**Exercise set**
A. Decide whether each statement agrees with the PitchBook job posting: (i) working knowledge of Java or Scala is counted as a plus; (ii) Snowflake is given as an example of a cloud data platform; (iii) familiarity with LangSmith and LangGraph is sufficient without production use. For each, answer yes or no and quote the deciding words.
B. According to the PitchBook job posting, which five areas are the focus of designing, building, and deploying AI/ML models and services?
C. Resume the PitchBook job posting from where it stops.

PitchBook is looking to solve the problem of extracting meaningful insights from its wealth of structured and unstructured data, including reports, news, and other textual content, by delivering AI-powered features that drive insight generation on the PitchBook Platform.
Requirements
- Proven expertise in natural language processing (NLP) and machine learning, including hands-on experience with classifiers, transformer models, large language models (LLMs), and widely used ML and data science libraries such as scikit-learn, pandas, numpy, TensorFlow, and PyTorch.
- Experience delivering production-grade GenAI or LLM-based systems with measurable business impact.
- Familiarity with the LangChain ecosystem, including tools such as LangSmith and LangGraph, and experience using them in production environments.
- Deep proficiency in building and maintaining scalable data pipelines and distributed systems using technologies such as Apache Kafka, Airflow, and cloud data platforms like Snowflake.
- Strong programming skills in Python and SQL, with working knowledge of additional languages such as Java or Scala considered a plus.
- Practical experience with cloud-native development, containerization, and orchestration technologies such as Docker and Kubernetes.
- Demonstrated ability to solve complex technical problems, contribute to architectural decisions, and deliver high-performance, reliable solutions.
Responsibilities
- Deliver high-impact AI and ML capabilities that drive insight generation on the PitchBook Platform.
- Provide hands-on expertise in designing, building, and deploying AI/ML models and services with a focus on NLP, summarization, semantic search, classification, and prediction.
- Build and optimize models that leverage classifiers, transformers, LLMs, and other NLP techniques to generate meaningful insights from structured and unstructured data.

**Supplied entries**
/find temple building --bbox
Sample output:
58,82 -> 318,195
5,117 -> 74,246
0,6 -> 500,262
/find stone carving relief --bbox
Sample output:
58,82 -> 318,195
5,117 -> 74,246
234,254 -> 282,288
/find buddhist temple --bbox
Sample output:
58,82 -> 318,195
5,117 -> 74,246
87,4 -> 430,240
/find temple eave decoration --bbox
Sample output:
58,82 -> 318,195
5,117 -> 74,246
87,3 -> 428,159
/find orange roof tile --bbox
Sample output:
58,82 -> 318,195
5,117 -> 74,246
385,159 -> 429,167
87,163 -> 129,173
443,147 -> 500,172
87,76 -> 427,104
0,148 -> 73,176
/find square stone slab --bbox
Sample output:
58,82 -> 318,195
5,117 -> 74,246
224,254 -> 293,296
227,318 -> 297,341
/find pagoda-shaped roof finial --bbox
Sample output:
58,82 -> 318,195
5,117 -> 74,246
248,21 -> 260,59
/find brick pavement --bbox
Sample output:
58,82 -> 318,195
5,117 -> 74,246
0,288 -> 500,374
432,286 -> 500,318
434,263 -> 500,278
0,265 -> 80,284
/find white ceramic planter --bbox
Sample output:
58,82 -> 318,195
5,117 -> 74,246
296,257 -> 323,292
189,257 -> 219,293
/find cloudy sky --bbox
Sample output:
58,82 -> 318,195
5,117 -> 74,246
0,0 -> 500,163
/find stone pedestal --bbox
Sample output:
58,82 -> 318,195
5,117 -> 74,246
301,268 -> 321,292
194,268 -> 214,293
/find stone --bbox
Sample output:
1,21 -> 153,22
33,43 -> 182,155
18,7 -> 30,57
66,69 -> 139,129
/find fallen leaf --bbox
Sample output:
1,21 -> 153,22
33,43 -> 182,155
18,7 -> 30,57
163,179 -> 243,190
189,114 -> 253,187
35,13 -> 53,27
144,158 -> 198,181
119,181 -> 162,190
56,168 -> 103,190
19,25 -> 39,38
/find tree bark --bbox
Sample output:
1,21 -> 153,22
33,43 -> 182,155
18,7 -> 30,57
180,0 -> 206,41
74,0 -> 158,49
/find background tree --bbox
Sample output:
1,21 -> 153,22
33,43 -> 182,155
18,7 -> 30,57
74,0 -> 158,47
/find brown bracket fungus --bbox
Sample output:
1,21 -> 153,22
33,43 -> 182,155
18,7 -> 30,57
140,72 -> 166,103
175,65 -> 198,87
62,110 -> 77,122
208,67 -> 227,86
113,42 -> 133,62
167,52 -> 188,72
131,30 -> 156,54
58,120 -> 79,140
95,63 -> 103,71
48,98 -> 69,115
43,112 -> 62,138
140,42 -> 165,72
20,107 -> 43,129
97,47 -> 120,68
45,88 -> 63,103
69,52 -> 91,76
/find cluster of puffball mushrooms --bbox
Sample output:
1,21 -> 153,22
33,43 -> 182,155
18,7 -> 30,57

**Your responses**
A.
(i) Yes: "with working knowledge of additional languages such as Java or Scala considered a plus."
(ii) Yes: "cloud data platforms like Snowflake."
(iii) No: "and experience using them in production environments."

B. NLP, summarization, semantic search, classification, and prediction.

C.
- Collaborate with engineering, product management, and data collection teams to ensure models are informed by high-quality data and support strategic product goals.
- Explore and experiment with emerging technologies, methodologies, and tools in the fields of GenAI, NLP, and search.
- Contribute to best practices in model transparency, monitoring, evaluation, and compliance.
- Apply principles from Agile, Lean, and Fast-Flow methodologies to support efficient model development and deployment cycles.
Other
- Bachelor's, Master's, or PhD in Computer Science, Mathematics, Data Science, or a related technical field.
- 8+ years of experience in software engineering or machine learning engineering, with a strong focus on AI/ML applications in insight generation, summarization, semantic search, and prediction.
- Excellent communication and collaboration skills, with experience working cross-functionally with product managers, engineers, and data scientists in globally distributed teams.
- Experience working in fast-paced, data-driven environments. Prior exposure to fintech or financial data platforms is a strong advantage.
- Demonstrated experience authoring research papers for peer-reviewed AI/ML conferences (e.g., NeurIPS, ICML, ACL) and participating in the broader AI research community is strongly preferred.